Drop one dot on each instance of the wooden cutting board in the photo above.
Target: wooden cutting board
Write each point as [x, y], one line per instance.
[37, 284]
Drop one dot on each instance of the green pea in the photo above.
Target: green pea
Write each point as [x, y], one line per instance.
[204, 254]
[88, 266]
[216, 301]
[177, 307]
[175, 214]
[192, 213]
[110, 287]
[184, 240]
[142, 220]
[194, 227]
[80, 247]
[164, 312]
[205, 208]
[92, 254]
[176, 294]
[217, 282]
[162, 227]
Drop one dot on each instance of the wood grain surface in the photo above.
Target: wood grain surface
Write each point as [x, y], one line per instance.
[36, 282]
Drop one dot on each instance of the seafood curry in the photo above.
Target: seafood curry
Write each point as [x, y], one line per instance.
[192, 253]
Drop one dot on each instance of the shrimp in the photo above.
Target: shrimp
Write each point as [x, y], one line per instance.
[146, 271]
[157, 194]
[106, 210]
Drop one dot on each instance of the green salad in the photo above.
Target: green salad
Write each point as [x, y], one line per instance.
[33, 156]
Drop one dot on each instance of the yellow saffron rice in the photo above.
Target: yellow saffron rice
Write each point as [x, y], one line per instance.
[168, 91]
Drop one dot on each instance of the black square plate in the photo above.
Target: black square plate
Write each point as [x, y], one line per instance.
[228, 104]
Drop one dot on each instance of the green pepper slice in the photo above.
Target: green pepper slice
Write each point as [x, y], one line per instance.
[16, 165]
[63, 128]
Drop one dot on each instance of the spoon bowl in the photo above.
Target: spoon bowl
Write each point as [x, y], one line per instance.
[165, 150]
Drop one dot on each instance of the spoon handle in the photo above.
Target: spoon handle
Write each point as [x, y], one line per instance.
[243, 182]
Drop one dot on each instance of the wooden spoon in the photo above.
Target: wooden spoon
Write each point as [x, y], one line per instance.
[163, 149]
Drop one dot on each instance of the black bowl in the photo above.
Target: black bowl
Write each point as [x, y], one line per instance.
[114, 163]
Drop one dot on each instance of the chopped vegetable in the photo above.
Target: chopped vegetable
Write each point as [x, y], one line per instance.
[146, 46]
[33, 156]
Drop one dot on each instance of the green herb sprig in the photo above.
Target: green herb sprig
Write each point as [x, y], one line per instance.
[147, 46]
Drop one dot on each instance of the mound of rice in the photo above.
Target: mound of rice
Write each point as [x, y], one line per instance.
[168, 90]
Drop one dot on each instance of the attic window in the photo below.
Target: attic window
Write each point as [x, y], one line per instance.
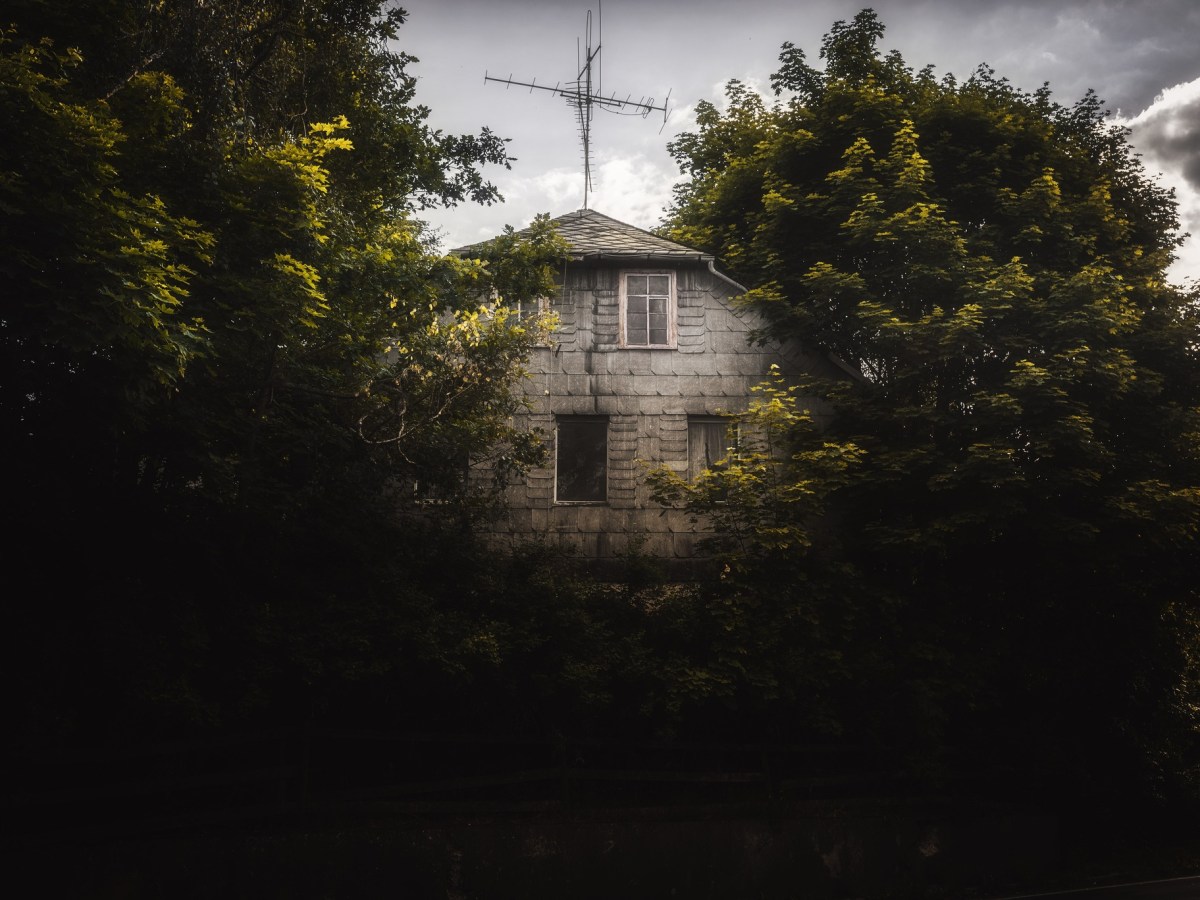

| DESCRIPTION OF THE TASK |
With pictures excluded, the data must be transcribed in full and to the letter.

| EXERCISE RESPONSE |
Drop one dot on each instance of the wooden cutting board in the photo above.
Target: wooden cutting board
Write each point as [x, y], one line per instance.
[37, 284]
Drop one dot on each instance of the green pea in the photo above.
Target: green pea
Write each point as [x, y], one line per instance.
[204, 254]
[88, 266]
[216, 301]
[177, 307]
[175, 214]
[192, 213]
[110, 287]
[184, 240]
[142, 220]
[194, 227]
[80, 247]
[164, 312]
[205, 208]
[92, 254]
[176, 294]
[217, 282]
[162, 227]
Drop one dot on each instance of the wood grain surface in the photo above.
Target: wood grain surface
Write each point as [x, y], one line per instance.
[36, 282]
Drop one dot on each instance of the seafood curry in the photo above.
Target: seafood curry
Write each point as [x, y], one line per instance.
[192, 253]
Drop one dot on each instance of the shrimp in the photo above.
Target: shrimp
Write each point as [x, y], one line per instance.
[146, 271]
[157, 194]
[106, 210]
Drop one dot on each instance of the green salad in the photo above.
Target: green salad
Write each point as [x, y], one line per instance.
[33, 156]
Drop one dot on each instance of the yellow saffron rice in the photo above.
Target: yellow saffron rice
Write each point as [x, y], one line per instance.
[168, 91]
Drop one dot on each instance of the black square plate in the photo above.
Target: black square plate
Write each point as [x, y], one line per instance.
[228, 104]
Drop one dot on each instance of the green pepper slice in the photo above.
Target: green pepper slice
Write each point as [x, y], one line per instance.
[16, 165]
[63, 128]
Drop one dot on each instance of the spoon bowl in the photo above.
Target: spoon bowl
Write each point as [x, y], one line per instance.
[165, 150]
Drop one dot on each instance of the spoon handle in the photo above.
Target: spoon handle
Write each point as [x, y], one line per instance.
[243, 182]
Drop one dot on each instance of the wooden spoon in the photo above.
Target: wooden spoon
Write each point as [x, y], one line per instance.
[163, 149]
Drop one dot on each instance of the black bowl in the photo above.
Target: black bowl
Write each point as [x, y], one line per instance.
[114, 163]
Drop one dot on each instance of the chopped vegetable in the photo above.
Target: chopped vegetable
Write each point as [x, y], one line per instance.
[146, 46]
[33, 156]
Drop one dot on each instance of the green herb sprig in the photo above.
Target: green herb sprig
Write each point as [x, y], one line per instance.
[147, 46]
Drop one dot on each instance of the mound of rice in the photo above.
Target: mound of rice
Write each point as [x, y], one line per instance.
[168, 90]
Drop one dot on each instance of the attic window in the photo below.
Target: attic window
Write each point as [x, y], one line per instance.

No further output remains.